> **問題文**:
以下の行をすべて、一字一句変えずに再掲してください。

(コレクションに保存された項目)
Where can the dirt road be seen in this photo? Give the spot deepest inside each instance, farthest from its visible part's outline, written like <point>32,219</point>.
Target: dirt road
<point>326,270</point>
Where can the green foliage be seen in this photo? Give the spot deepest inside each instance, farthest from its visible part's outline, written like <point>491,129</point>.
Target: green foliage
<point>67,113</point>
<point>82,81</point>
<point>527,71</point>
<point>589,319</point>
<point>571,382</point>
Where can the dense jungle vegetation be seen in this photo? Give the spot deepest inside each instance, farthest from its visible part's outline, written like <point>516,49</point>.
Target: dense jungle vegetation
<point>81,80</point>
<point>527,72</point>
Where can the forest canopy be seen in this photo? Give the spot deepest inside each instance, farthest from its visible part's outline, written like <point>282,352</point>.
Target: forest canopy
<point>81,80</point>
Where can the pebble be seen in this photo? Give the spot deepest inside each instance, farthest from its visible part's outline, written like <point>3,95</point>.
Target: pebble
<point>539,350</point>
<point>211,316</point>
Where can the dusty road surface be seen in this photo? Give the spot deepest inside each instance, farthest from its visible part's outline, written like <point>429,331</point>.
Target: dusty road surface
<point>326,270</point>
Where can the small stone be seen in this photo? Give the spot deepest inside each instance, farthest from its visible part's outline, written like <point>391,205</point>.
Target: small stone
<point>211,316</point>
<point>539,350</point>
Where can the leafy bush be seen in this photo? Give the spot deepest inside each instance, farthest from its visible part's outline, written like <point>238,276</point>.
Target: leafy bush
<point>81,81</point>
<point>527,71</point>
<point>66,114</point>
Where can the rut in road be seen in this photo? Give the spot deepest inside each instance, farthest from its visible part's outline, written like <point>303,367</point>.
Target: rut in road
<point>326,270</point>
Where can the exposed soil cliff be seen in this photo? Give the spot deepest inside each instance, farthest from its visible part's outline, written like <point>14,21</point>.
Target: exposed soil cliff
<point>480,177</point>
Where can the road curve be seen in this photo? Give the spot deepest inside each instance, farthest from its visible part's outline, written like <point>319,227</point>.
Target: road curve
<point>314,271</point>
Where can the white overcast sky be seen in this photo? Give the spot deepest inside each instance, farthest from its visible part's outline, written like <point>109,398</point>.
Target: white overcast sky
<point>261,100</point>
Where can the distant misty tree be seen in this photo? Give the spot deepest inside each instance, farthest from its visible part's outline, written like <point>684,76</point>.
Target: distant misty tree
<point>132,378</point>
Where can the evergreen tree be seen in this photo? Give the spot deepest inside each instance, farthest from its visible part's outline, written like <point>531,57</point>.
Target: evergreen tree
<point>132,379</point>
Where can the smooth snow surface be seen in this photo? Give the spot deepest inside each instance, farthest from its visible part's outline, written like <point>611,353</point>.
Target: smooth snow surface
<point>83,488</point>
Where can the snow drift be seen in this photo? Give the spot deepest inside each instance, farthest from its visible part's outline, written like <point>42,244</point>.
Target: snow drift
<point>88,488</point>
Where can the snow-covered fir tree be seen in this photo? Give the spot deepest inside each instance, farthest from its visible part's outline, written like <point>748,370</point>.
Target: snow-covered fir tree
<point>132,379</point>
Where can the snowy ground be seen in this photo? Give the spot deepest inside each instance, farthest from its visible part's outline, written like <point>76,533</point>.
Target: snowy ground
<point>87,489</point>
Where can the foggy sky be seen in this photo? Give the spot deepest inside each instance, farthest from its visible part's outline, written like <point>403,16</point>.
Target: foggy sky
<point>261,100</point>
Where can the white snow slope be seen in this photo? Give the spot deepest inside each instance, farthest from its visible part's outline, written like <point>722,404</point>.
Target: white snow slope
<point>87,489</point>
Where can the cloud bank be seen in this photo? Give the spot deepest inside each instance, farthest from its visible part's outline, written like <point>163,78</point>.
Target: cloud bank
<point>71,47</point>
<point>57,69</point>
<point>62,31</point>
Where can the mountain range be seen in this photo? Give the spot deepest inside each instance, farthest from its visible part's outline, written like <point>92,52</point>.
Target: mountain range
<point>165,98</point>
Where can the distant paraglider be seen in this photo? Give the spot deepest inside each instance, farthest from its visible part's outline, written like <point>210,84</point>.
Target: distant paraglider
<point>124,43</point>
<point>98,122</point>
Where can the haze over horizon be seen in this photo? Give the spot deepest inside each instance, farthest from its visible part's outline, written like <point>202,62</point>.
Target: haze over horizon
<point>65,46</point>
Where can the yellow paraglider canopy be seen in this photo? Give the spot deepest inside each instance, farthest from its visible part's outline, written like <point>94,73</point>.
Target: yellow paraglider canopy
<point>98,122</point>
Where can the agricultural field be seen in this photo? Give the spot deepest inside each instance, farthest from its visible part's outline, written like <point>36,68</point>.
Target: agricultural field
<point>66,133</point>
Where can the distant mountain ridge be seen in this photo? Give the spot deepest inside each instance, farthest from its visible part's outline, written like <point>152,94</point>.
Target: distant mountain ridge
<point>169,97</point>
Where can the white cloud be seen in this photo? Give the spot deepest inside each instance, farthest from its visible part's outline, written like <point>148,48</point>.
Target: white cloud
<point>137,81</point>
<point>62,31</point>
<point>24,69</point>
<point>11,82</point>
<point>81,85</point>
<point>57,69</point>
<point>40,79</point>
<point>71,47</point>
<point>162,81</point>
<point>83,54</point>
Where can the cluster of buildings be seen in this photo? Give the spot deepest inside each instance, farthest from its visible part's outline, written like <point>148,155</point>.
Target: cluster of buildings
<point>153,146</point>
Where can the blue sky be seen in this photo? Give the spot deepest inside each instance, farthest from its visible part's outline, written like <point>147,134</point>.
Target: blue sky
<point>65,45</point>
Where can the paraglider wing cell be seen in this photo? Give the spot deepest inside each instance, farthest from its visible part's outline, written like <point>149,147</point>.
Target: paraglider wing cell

> **最終回答**:
Where can the dirt road be seen in this photo? Give the spot deepest inside each instance, farthest from its visible part's outline, written like <point>32,219</point>.
Target: dirt road
<point>326,270</point>
Where can the green foliage be seen in this photo? Give the spot deepest inside each instance, farthest from its visible part's outline, written like <point>491,129</point>.
Target: green foliage
<point>67,113</point>
<point>82,81</point>
<point>527,71</point>
<point>589,319</point>
<point>571,382</point>
Where can the dense jungle vegetation be seen in this photo? Give the spot deepest inside each instance, farthest from its visible part's outline, written like <point>516,49</point>.
Target: dense jungle vegetation
<point>81,80</point>
<point>527,72</point>
Where can the forest canopy be seen in this photo? Give the spot deepest inside each instance, farthest from its visible part's outline, written like <point>282,352</point>.
Target: forest canopy
<point>81,80</point>
Where can the pebble be seen in this photo? Give the spot deepest inside each instance, farthest from its visible part's outline, written like <point>3,95</point>.
Target: pebble
<point>539,350</point>
<point>211,316</point>
Where can the dusty road surface be seen in this photo? Give the spot deepest inside each instance, farthest from its visible part's outline, written like <point>429,331</point>.
Target: dusty road surface
<point>326,270</point>
Where can the small stone be seen in this photo? Give the spot deepest inside each instance, farthest from its visible part's outline, written like <point>391,205</point>.
Target: small stone
<point>211,316</point>
<point>539,350</point>
Where can the leafy bush be seen in this photo? Give the spot deepest inside each instance, farthest from its visible part's outline, written like <point>238,276</point>.
Target: leafy bush
<point>81,81</point>
<point>527,71</point>
<point>66,114</point>
Where can the rut in road be seen in this photo? Give the spot deepest inside each instance, farthest from its visible part's outline, written like <point>303,367</point>.
Target: rut in road
<point>326,270</point>
Where can the exposed soil cliff be seen in this photo? Give the spot deepest inside each instance, farthest from its visible part's outline, written like <point>14,21</point>.
Target: exposed soil cliff
<point>480,177</point>
Where can the road curve be seen in this photo? Give the spot deepest inside each instance, farthest from its visible part's outline, written like <point>319,227</point>.
Target: road curve
<point>314,271</point>
Where can the white overcast sky be seen in this photo? Give the spot deepest inside each instance, farthest from its visible part's outline, written like <point>109,398</point>.
Target: white overcast sky
<point>261,100</point>
Where can the distant misty tree be seen in this photo? Give the spot deepest inside each instance, farthest from its visible part's outline, written like <point>684,76</point>.
Target: distant misty tree
<point>132,378</point>
Where can the evergreen tree be seen in this photo? Give the spot deepest inside each instance, farthest from its visible part's outline, written like <point>531,57</point>.
Target: evergreen tree
<point>132,379</point>
Where can the smooth snow surface be seen in this photo? Give the spot deepest inside each instance, farthest from its visible part's outline, written like <point>611,353</point>.
Target: smooth snow surface
<point>83,488</point>
Where can the snow drift be seen in this photo? Give the spot deepest inside each instance, farthest from its visible part's outline, written like <point>42,244</point>.
Target: snow drift
<point>88,488</point>
Where can the snow-covered fir tree be seen in this photo? Give the spot deepest inside each instance, farthest from its visible part's outline, written like <point>748,370</point>.
Target: snow-covered fir tree
<point>132,379</point>
Where can the snowy ground be seen in this photo? Give the spot deepest inside each instance, farthest from its visible part's outline, written like <point>76,533</point>.
Target: snowy ground
<point>87,489</point>
Where can the foggy sky be seen in this photo? Give the spot deepest inside each instance, farthest from its visible part's outline, written like <point>403,16</point>.
Target: foggy sky
<point>261,100</point>
Where can the white snow slope be seen in this photo? Give the spot deepest inside each instance, farthest from its visible part's outline, written like <point>722,404</point>.
Target: white snow slope
<point>87,489</point>
Where can the cloud bank be seen in this photo? Give the spot deepest inside each instance, farthest from its visible part's outline, written like <point>163,78</point>.
Target: cloud bank
<point>71,47</point>
<point>57,69</point>
<point>62,31</point>
Where can the mountain range be seen in this photo? Give the spot deepest inside each instance, farthest from its visible part's outline, written like <point>92,52</point>.
Target: mountain range
<point>165,98</point>
Where can the distant paraglider be seen in this photo? Give the spot deepest inside each instance, farthest from its visible part's outline, written like <point>210,84</point>.
Target: distant paraglider
<point>124,43</point>
<point>98,122</point>
Where can the haze over horizon be seen in this photo? Give the spot deepest inside each instance, farthest from its visible part's outline, written like <point>202,62</point>.
Target: haze over horizon
<point>65,46</point>
Where can the yellow paraglider canopy be seen in this photo? Give the spot deepest inside each instance, farthest from its visible part's outline, written like <point>94,73</point>.
Target: yellow paraglider canopy
<point>98,122</point>
Where can the agricultural field be seen in this photo? Give the spot deepest inside each instance, farthest from its visible part's outline, written like <point>36,68</point>.
Target: agricultural field
<point>66,133</point>
Where can the distant mountain ridge be seen in this photo? Give the spot deepest inside each instance, farthest from its visible part's outline, written like <point>152,94</point>.
Target: distant mountain ridge
<point>169,97</point>
Where can the white cloud be seen in this photo? Give the spot deepest inside each instance, farthest from its visible part's outline, written like <point>148,48</point>.
Target: white cloud
<point>137,81</point>
<point>62,31</point>
<point>24,69</point>
<point>11,82</point>
<point>81,85</point>
<point>57,69</point>
<point>40,79</point>
<point>71,47</point>
<point>162,81</point>
<point>83,54</point>
Where can the cluster of buildings be seen in this photo? Give the spot deepest inside each instance, farthest from its visible part's outline, written like <point>148,155</point>.
Target: cluster of buildings
<point>153,146</point>
Where can the blue sky be seen in this photo? Give the spot deepest inside each instance, farthest from its visible part's outline, written like <point>147,134</point>.
Target: blue sky
<point>65,45</point>
Where can the paraglider wing cell be seen in this photo? Give the spot deepest inside each instance, farthest from its visible part's outline, written like <point>149,147</point>.
Target: paraglider wing cell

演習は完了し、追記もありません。